■ Source records
********
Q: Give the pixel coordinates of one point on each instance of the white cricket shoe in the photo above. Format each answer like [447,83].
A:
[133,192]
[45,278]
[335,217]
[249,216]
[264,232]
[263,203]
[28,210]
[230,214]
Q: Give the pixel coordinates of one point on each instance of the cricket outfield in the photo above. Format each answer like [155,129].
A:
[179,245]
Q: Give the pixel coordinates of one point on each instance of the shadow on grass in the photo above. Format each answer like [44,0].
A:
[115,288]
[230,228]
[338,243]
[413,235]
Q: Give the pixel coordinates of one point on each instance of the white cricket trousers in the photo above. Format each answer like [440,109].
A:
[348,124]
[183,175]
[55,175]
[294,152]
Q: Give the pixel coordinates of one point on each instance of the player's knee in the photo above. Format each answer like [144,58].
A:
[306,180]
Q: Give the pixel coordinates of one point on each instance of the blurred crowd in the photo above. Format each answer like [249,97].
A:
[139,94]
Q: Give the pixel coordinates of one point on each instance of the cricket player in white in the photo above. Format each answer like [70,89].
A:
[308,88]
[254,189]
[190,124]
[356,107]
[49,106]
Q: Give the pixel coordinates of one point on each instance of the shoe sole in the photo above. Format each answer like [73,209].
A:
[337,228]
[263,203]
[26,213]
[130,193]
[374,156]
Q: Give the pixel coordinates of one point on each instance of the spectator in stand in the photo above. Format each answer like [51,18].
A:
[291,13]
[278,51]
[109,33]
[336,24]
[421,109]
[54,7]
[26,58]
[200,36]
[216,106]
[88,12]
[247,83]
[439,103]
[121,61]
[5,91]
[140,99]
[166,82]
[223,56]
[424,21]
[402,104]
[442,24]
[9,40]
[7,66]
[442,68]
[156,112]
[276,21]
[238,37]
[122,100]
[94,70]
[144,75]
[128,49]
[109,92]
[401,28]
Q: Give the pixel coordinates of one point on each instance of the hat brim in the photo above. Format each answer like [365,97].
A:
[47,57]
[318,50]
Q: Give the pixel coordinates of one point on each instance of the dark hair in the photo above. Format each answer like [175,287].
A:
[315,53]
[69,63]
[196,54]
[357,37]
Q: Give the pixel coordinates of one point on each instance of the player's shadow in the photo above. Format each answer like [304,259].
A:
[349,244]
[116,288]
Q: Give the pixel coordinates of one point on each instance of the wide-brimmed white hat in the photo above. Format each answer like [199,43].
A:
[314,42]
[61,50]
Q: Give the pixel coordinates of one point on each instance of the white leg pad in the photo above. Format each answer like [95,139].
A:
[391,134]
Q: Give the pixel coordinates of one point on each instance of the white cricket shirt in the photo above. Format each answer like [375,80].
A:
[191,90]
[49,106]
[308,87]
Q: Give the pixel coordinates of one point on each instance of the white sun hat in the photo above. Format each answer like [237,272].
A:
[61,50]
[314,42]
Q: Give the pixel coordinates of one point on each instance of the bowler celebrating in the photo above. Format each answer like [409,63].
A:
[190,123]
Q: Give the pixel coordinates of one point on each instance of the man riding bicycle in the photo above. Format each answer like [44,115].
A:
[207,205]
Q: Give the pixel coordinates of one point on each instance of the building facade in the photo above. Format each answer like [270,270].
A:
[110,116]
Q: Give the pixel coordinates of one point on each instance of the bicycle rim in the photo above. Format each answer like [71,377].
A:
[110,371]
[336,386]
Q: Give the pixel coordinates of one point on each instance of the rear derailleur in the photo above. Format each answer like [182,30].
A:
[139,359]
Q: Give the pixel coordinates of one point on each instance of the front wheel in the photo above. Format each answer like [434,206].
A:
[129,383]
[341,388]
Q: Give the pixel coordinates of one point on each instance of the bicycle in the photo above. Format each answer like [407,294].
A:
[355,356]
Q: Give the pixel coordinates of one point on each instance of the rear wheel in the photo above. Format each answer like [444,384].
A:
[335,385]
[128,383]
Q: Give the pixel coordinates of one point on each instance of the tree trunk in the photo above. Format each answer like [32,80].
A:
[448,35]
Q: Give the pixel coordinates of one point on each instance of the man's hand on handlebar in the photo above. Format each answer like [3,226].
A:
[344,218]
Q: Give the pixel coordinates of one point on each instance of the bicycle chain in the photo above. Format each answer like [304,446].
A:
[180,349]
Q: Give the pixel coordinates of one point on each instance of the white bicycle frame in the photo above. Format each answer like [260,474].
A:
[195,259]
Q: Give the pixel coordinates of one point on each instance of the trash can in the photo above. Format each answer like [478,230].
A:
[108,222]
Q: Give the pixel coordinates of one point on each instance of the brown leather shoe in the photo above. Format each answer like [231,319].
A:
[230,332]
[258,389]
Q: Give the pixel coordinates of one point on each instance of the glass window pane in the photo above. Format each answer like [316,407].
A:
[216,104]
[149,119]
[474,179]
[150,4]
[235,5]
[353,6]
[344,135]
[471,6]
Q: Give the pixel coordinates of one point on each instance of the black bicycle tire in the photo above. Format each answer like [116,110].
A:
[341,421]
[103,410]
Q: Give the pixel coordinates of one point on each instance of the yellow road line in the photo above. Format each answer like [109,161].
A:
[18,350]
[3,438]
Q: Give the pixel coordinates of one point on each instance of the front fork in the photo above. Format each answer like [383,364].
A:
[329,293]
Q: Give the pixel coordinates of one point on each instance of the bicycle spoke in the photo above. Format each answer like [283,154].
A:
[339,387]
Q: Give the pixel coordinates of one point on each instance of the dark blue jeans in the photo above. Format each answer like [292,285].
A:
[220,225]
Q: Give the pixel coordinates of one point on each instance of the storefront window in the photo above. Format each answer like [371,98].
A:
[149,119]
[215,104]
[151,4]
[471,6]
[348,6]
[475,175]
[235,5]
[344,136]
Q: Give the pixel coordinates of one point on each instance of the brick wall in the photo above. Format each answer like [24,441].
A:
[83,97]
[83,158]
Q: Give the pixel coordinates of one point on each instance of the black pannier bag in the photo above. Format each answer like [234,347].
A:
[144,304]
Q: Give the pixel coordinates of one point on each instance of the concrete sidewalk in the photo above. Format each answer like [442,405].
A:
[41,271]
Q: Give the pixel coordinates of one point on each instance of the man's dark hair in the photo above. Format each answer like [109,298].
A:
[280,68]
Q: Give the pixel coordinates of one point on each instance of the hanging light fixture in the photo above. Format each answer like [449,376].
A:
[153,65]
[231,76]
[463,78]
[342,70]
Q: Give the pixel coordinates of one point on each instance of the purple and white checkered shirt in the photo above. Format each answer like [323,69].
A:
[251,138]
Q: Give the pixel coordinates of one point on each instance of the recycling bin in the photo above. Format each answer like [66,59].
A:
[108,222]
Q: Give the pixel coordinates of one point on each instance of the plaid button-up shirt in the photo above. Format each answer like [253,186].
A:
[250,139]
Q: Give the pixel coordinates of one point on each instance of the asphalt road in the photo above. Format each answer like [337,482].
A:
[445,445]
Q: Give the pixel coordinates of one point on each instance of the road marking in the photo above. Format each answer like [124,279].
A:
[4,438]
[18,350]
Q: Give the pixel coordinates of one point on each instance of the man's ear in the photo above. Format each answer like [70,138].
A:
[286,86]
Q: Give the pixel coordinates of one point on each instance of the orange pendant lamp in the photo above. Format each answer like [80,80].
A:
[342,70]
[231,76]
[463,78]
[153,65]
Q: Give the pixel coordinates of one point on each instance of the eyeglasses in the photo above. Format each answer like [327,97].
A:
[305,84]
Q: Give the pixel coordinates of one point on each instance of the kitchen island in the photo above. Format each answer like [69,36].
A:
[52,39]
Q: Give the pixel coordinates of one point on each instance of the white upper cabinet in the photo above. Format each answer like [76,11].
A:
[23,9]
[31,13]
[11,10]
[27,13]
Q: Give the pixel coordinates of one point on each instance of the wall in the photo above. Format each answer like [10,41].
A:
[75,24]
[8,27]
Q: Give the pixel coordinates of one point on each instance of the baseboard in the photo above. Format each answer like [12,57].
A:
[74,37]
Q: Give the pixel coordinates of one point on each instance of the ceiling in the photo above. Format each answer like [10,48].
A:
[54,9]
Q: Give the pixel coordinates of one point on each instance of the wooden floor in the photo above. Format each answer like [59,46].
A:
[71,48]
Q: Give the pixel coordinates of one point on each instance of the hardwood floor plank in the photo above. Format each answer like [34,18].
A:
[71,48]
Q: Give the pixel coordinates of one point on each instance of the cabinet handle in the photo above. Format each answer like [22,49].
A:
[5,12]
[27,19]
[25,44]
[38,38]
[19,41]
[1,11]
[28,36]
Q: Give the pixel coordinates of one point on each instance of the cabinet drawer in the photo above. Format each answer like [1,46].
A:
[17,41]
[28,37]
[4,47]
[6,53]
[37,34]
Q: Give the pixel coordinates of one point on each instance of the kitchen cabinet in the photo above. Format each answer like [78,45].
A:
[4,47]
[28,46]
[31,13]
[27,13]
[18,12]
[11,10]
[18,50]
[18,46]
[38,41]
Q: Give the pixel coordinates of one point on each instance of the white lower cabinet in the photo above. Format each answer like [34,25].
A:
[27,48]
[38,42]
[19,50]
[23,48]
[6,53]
********
■ PROBLEM REQUIREMENTS
Pull out every line from the one with "answer like [59,46]." to the end of the listing, and output only those.

■ RESPONSE FOR THIS EXERCISE
Q: Give the pixel coordinates of one point on each instance of the wooden floor in the photo above. Format each answer like [59,46].
A:
[71,48]
Q: Give the pixel coordinates of one point on each instance of the hardwood floor plank in the photo above. Format each answer like [34,18].
A:
[71,48]
Q: Give the pixel coordinates of one point on each instance of the cabinet handle in the photo above. Format each answer like [22,49].
A:
[5,12]
[27,19]
[25,44]
[38,38]
[19,41]
[1,11]
[28,36]
Q: Give the pixel coordinates of one point on each instance of the cabinet drawer in the photo above. Format each answer like [1,46].
A:
[17,41]
[28,37]
[4,47]
[6,53]
[37,34]
Q: Give the pixel coordinates of one point on each instance of the kitchen cabinet in the photo above. Format each answer like [78,45].
A:
[4,47]
[28,46]
[31,13]
[27,13]
[18,12]
[11,10]
[18,50]
[18,46]
[38,41]
Q: Give the pixel coordinates of one point on each instance of the white lower cabinet in the photo above. Format each answer like [34,25].
A:
[27,48]
[38,42]
[19,50]
[23,48]
[6,53]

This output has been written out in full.